TEXTO SELECCIONADO
______

Majadear, repegar, rabotear, guardar, señalar. Todo lo aprendió Rubén Valín de su abuelo, pastor trashumante de una estirpe con varias generaciones entregadas al oficio de bajar y subir ganado para esquivar el frío y encontrar los pastos. Hoy, con 36 años, barba recortada, zapatillas de marca y iPhone en el bolsillo, Rubén ha tomado el relevo. Ha vuelto al redil por el pinchazo de la burbuja inmobiliaria, que lo devolvió a la trashumancia después de haberse dedicado al ladrillo desde los 16 a los 24 años.

Era un mochuelo de cuatro años la primera vez que bajó a pie con el ganado: desde Correcillas, al norte de León, hasta Brozas, cerca de Cáceres. Tres jornadas a pie, un viaje en tren con el rebaño, y otros tres o cuatro días andando. «La libertad»: así resume aquel recuerdo infantil. Ahora ya no es tan idílico. En el Congreso Internacional sobre Trashumancia en el Mediterráneo que ha albergado la Universidad Católica de Valencia, con decenas de ponencias, Rubén tira de realismo: «No sé cuánto tiempo más duraré en la ganadería. Nuestra problemática ya es enorme. No sé hasta cuándo podremos dedicarnos a esto».

______

FILAS DE DATOS
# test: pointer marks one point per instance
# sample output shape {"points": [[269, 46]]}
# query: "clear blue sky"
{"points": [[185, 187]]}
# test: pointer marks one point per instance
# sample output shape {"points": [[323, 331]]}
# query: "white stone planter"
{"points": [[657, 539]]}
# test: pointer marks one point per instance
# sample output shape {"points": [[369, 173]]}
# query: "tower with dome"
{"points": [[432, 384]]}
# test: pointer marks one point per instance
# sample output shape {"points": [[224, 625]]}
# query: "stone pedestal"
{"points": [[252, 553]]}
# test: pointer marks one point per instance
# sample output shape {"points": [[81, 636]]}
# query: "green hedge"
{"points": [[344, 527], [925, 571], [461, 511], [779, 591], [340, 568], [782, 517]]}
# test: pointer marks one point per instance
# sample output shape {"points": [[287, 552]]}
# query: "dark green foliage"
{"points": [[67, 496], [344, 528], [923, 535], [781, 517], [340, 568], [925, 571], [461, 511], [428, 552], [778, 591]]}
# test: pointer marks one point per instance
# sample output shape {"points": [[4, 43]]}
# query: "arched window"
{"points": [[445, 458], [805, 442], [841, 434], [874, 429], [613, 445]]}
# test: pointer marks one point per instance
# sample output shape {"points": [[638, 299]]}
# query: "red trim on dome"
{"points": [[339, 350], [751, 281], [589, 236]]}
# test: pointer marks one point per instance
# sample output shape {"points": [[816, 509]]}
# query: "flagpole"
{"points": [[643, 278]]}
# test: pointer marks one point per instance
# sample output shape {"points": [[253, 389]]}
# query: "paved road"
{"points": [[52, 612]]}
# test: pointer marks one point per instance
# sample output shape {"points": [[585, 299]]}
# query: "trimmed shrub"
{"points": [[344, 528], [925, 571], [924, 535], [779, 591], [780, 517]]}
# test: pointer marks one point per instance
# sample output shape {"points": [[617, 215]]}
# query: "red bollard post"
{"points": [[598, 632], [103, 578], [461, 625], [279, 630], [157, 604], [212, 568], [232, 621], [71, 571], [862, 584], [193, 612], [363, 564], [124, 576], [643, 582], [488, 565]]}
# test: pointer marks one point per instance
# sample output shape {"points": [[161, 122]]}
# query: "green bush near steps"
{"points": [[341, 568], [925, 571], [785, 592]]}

______

EJERCICIO PROPUESTO A
Reproduce fielmente el fragmento del texto sobre la trashumancia que va desde "Majadear, repegar, rabotear, guardar, señalar." hasta "los 24 años.".
EJERCICIO PROPUESTO B
Según el texto sobre la trashumancia, ¿entre qué edades se dedicó Rubén Valín al ladrillo?
Los registros no intervienen para nada en esto.

RESPUESTA COMPLETA A
Majadear, repegar, rabotear, guardar, señalar. Todo lo aprendió Rubén Valín de su abuelo, pastor trashumante de una estirpe con varias generaciones entregadas al oficio de bajar y subir ganado para esquivar el frío y encontrar los pastos. Hoy, con 36 años, barba recortada, zapatillas de marca y iPhone en el bolsillo, Rubén ha tomado el relevo. Ha vuelto al redil por el pinchazo de la burbuja inmobiliaria, que lo devolvió a la trashumancia después de haberse dedicado al ladrillo desde los 16 a los 24 años.

RESPUESTA COMPLETA B
Se dedicó al ladrillo desde los 16 hasta los 24 años.